In giurisprudenza quindi si e’ giustamente posto l’accento non sul dato formale (amministratore di diritto, prestanome) ma sul criterio funzionalistico, o dell’effettivita’, e il dato fattuale della gestione sociale deve prevalere su quello solo formale.
6. 1. Conseguentemente in base ai principi esposti, il vero soggetto qualificato (e responsabile) non e’ il prestanome ma colui il quale effettivamente gestisce la societa’ perche’ solo lui e’ in condizione di compiere l’azione dovuta (la presentazione della dichiarazione) mentre l’estraneo e’ il prestanome. A quest’ultimo una corresponsabilita’ puo’ essere imputata solo in base alla posizione di garanzia di cui all’articolo 2392 c.c., in forza della quale l’amministratore deve conservare il patrimonio sociale ed impedire che si verifichino danni per la societa’ e per i terzi. Nelle occasioni in cui questa Corte si e’ occupata di reati, anche omissivi, commessi in nome e per conto della societa’, ha individuato nell’amministratore di fatto il soggetto attivo del reato e nel prestanome il concorrente per non avere impedito l’evento che in base alla norma citata aveva il dovere di impedire (Sez. 3, n. 23425 del 28/04/2011 – dep. 10/06/2011, Ceravolo, Rv. 250962; Sez. 3, n. 15900 del 02/03/2016 – dep. 18/04/2016, Gagliotta, Rv. 266757; “Del reato di omessa presentazione della dichiarazione ai fini delle imposte dirette o IVA, l’amministratore di fatto risponde quale autore principale, in quanto titolare effettivo della gestione sociale e, pertanto, nelle condizioni di poter compiere l’azione dovuta, mentre l’amministratore di diritto, quale mero prestanome, e’ responsabile a titolo di concorso per omesso impedimento dell’evento – articolo 40 c.p., comma 2, e articolo 2932 c.c. -, a condizione che ricorra l’elemento soggettivo richiesto dalla norma incriminatrice”, Sez. 3, n. 38780 del 14/05/2015 – dep. 24/09/2015, Biffi, Rv. 264971).

### Elenco compiti
a: Nel brano sull'amministratore di fatto, chi è indicato come il vero soggetto qualificato e responsabile?
b: Cita dal brano sull'amministratore di fatto il passo che va da "In giurisprudenza quindi" fino a "quello solo formale." compreso.
c: Scrivi il seguito del brano sull'amministratore di fatto, partendo dopo la sua ultima frase.

[Voci di puntamento su oggetti etichettati]
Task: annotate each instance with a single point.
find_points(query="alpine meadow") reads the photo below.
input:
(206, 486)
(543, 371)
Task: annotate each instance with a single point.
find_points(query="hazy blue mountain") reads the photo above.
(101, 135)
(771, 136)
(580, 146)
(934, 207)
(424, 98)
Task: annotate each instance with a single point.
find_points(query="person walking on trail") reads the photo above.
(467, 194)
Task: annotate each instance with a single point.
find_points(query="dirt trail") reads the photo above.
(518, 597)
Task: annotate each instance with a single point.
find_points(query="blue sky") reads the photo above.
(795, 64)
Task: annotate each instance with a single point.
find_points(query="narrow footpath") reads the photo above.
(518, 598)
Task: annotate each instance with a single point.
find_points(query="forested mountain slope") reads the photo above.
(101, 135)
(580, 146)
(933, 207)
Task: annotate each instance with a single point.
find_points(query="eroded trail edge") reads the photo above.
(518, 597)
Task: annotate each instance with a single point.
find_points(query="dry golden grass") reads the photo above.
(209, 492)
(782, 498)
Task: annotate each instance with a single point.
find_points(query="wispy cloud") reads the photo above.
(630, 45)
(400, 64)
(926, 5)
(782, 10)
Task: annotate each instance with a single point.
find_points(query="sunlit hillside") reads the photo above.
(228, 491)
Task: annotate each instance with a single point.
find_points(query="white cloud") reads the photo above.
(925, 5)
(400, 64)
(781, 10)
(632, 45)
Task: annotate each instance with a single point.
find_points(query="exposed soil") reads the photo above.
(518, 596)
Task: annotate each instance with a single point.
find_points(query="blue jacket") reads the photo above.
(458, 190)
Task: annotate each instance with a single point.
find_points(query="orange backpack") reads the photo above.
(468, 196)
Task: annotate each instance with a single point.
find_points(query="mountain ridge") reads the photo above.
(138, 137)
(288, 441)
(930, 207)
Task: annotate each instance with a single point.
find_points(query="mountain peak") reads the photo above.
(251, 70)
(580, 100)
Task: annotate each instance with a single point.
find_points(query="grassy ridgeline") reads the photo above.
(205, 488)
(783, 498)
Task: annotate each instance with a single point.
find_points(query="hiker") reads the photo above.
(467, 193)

### Risultati
a: Colui che gestisce effettivamente la società, non il prestanome.

b:
In giurisprudenza quindi si e’ giustamente posto l’accento non sul dato formale (amministratore di diritto, prestanome) ma sul criterio funzionalistico, o dell’effettivita’, e il dato fattuale della gestione sociale deve prevalere su quello solo formale.

c:
Proprio perche’ il piu’ delle volte il prestanome non ha alcun potere d’ingerenza nella gestione della societa’ per addebitargli il concorso, questa Corte ha fatto ricorso alla figura del dolo eventuale; il prestanome accettando la carica ha anche accettato i rischi connessi a tale carica (Sez. 5, n. 7332 del 07/01/2015 – dep. 18/02/2015, Fasola, Rv. 262767; Sez. 5, n. 44826 del 28/05/2014 – dep. 27/10/2014, Regoli ed altri, Rv. 261814).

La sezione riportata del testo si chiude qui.